Posted on 02/21/2003 3:04:32 PM PST by Willie Green

For education and discussion only. Not for commercial use.

MESA, Ariz. -- To understand how we might bolster our national security aside from invading Iraq, I'm on a General Motors test track here in Arizona, driving the coolest car you've never seen.

It's called Hy-wire, and it's a one-of-a-kind prototype: a four-door sedan fueled by hydrogen, capable of speeds of 100 miles an hour, whisper-quiet, and emitting no pollution at all — only water vapor as exhaust. It looks like a spaceship, with glass all around and no pedals or steering wheel.

Jeff Wolak, the engineer who travels with Hy-wire and mothers it, explained that it is drive-by-wire, controlled by electronics and computers rather than cables and hydraulics. To accelerate, you rotate the handgrips. To steer, you move the grips up or down.

Then Mr. Wolak tells me to drive the $5 million prototype. He is in the passenger seat and picks up what looks like a computer game console that he rests on his lap.

**LISTED RECORDS**
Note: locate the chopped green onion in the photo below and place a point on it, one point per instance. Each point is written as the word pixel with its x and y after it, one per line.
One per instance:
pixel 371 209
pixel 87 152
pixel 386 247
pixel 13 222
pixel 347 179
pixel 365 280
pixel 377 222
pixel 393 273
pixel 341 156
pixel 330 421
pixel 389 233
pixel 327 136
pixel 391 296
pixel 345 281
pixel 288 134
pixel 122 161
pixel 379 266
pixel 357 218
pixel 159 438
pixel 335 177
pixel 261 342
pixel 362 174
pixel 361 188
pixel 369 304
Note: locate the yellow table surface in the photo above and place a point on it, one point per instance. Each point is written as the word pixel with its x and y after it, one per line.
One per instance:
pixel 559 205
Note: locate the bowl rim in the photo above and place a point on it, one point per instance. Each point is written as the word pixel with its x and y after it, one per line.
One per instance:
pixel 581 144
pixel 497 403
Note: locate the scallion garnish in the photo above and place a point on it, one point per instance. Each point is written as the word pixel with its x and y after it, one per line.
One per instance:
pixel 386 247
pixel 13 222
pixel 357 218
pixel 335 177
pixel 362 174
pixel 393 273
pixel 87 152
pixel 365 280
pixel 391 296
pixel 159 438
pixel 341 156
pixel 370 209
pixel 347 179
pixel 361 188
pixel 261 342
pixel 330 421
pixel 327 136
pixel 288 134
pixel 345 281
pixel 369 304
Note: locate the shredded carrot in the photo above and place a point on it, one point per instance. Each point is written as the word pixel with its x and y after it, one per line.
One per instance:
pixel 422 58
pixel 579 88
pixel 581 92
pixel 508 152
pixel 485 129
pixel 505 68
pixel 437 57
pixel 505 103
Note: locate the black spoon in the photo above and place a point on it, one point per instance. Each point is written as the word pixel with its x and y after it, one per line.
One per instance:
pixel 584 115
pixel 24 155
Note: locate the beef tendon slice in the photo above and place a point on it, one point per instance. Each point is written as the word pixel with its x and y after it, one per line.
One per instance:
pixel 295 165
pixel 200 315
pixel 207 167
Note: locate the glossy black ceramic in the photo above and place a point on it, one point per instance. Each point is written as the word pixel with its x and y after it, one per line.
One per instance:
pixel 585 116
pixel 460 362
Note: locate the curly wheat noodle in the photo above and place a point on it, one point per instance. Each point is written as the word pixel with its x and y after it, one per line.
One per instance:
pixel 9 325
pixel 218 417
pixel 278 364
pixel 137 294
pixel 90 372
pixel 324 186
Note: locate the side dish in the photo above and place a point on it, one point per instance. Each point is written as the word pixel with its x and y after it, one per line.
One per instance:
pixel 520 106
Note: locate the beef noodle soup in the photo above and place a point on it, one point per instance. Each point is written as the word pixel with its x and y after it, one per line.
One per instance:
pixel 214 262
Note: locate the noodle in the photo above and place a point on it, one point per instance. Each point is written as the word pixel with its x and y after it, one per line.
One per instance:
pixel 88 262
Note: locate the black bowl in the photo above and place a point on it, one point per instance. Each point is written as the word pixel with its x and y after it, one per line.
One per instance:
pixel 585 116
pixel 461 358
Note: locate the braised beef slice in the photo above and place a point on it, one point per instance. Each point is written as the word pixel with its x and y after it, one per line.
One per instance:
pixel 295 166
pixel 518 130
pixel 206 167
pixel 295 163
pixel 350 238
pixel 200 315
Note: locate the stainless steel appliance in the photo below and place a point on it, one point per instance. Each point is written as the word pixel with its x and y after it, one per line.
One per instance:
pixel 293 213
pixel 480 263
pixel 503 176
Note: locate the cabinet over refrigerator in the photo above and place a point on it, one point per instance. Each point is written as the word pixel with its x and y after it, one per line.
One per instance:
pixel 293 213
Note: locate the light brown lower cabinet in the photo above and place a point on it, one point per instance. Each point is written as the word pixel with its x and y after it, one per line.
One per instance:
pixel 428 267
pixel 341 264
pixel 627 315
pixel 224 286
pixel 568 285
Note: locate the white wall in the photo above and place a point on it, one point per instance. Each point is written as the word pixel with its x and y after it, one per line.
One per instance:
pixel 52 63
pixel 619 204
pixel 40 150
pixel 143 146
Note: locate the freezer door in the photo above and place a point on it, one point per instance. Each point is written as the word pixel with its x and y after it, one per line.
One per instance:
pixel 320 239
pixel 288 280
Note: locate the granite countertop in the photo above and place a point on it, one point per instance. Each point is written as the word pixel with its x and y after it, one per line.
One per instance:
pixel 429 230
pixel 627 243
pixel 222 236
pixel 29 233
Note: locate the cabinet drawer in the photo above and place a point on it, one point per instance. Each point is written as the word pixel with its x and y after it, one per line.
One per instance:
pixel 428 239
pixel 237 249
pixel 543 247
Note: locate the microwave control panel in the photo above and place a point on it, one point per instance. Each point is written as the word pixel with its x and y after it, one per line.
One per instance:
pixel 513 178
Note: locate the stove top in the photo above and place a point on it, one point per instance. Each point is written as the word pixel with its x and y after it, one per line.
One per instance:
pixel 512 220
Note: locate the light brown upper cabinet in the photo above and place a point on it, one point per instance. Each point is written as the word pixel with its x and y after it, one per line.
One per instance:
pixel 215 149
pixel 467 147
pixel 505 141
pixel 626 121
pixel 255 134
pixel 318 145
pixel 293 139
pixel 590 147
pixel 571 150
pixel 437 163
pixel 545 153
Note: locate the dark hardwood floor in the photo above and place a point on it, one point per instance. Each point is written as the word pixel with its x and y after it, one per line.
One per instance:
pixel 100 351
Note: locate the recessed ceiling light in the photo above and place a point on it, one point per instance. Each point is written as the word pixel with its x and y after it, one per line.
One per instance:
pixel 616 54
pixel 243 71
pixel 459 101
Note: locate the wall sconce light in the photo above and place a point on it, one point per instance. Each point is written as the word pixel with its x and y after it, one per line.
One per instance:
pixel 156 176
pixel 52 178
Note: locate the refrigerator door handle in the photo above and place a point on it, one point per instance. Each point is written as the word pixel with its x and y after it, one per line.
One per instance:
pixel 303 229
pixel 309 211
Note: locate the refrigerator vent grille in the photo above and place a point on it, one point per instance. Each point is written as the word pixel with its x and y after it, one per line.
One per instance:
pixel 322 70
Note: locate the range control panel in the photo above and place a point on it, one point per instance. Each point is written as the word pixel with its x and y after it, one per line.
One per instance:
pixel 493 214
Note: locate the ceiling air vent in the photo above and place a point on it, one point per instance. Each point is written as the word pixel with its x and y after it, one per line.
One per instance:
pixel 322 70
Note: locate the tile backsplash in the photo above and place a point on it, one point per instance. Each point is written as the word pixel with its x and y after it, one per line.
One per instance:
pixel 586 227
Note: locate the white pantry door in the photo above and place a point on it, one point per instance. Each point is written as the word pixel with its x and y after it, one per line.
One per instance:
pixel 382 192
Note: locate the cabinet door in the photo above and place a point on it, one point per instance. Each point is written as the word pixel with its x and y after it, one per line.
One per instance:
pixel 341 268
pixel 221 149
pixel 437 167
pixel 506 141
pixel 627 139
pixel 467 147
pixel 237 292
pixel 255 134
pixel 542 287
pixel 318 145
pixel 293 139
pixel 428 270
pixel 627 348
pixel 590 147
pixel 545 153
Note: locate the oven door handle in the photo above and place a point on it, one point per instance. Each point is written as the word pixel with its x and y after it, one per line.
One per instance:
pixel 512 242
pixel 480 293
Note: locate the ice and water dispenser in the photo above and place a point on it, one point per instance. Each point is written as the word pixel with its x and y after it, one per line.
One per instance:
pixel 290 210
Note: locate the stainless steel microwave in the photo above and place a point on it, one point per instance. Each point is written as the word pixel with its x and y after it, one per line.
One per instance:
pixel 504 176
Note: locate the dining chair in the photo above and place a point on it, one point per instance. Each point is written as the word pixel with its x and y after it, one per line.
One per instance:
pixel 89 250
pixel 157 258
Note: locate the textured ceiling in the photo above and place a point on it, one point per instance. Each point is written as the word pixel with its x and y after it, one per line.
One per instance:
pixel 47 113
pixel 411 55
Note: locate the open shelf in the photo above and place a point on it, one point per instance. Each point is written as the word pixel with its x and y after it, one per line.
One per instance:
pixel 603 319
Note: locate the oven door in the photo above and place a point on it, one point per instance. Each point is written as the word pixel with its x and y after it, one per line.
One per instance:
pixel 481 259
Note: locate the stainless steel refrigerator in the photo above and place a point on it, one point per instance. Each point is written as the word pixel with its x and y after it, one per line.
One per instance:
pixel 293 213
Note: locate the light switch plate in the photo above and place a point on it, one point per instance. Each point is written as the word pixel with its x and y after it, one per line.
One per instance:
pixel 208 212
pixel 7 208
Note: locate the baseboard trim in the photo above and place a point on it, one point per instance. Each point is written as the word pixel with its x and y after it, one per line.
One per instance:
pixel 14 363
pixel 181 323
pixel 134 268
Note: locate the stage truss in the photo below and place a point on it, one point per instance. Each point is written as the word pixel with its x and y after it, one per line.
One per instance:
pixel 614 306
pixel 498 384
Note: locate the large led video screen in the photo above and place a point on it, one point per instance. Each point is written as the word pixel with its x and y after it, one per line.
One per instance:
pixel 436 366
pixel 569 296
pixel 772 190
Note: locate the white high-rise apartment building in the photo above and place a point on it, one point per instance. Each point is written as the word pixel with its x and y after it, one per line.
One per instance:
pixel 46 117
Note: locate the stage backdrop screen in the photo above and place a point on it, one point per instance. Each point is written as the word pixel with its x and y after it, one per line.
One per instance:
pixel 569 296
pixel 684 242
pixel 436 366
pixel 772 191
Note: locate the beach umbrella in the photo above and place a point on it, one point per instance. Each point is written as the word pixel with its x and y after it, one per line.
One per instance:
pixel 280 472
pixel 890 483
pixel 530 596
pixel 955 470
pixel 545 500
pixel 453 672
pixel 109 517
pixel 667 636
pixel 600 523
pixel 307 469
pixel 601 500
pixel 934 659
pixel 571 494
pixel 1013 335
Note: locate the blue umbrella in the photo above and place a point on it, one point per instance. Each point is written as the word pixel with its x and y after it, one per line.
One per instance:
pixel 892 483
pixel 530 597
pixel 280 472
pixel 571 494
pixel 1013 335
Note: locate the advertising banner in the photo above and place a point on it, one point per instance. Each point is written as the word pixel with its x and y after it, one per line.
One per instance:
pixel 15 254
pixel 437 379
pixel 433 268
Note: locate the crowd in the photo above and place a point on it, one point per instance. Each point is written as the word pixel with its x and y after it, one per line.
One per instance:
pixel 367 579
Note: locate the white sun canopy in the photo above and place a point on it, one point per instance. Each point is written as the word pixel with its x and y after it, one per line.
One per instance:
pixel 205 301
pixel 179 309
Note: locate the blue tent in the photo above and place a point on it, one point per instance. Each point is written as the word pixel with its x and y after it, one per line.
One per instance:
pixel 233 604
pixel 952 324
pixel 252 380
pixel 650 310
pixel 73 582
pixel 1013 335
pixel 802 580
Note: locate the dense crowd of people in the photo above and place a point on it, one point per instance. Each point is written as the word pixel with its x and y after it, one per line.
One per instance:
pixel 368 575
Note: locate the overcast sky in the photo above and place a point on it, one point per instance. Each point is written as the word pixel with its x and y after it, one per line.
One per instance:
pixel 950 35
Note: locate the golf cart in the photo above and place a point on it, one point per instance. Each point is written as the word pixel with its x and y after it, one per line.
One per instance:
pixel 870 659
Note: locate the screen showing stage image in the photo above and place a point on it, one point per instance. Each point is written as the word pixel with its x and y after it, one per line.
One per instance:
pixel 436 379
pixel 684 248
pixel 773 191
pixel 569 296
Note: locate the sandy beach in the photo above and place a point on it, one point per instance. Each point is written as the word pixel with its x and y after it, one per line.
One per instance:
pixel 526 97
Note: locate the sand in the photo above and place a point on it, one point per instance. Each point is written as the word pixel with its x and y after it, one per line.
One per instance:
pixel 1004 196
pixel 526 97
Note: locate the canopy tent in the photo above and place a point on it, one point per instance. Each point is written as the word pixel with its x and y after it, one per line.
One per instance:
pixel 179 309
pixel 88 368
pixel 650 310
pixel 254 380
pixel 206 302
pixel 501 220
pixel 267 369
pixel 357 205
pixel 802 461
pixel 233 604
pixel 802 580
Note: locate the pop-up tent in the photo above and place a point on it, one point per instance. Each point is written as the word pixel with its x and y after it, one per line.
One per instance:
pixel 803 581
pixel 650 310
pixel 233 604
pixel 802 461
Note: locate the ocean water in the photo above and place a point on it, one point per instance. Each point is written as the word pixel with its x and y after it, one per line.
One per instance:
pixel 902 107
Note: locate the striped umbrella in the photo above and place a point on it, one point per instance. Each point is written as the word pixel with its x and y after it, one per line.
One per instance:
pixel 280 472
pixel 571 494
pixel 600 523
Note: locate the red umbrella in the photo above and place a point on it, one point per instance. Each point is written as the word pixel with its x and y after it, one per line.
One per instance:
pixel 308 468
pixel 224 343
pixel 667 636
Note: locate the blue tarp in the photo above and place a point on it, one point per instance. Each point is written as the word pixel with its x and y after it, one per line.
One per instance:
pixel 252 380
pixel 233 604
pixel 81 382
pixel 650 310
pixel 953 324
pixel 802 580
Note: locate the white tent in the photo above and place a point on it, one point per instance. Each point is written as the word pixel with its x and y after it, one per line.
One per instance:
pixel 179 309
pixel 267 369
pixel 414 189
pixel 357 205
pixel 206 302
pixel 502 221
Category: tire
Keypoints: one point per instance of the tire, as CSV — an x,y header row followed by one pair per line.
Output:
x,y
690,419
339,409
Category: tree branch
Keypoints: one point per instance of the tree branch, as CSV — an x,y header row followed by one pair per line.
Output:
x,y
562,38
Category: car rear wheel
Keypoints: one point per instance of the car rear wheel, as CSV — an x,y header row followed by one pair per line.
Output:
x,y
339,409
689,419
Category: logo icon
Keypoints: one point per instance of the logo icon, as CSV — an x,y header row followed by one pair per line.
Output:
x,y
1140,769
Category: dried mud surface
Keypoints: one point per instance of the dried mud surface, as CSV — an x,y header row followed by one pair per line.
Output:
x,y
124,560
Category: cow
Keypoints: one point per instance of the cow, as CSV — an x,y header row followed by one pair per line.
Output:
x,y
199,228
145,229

**TASK STATEMENT**
Please transcribe the Hy-wire article word for word, starting with "Posted on 02/21/2003" and going on through "you've never seen.".

**RESULT FOR THIS EXERCISE**
Posted on 02/21/2003 3:04:32 PM PST by Willie Green

For education and discussion only. Not for commercial use.

MESA, Ariz. -- To understand how we might bolster our national security aside from invading Iraq, I'm on a General Motors test track here in Arizona, driving the coolest car you've never seen.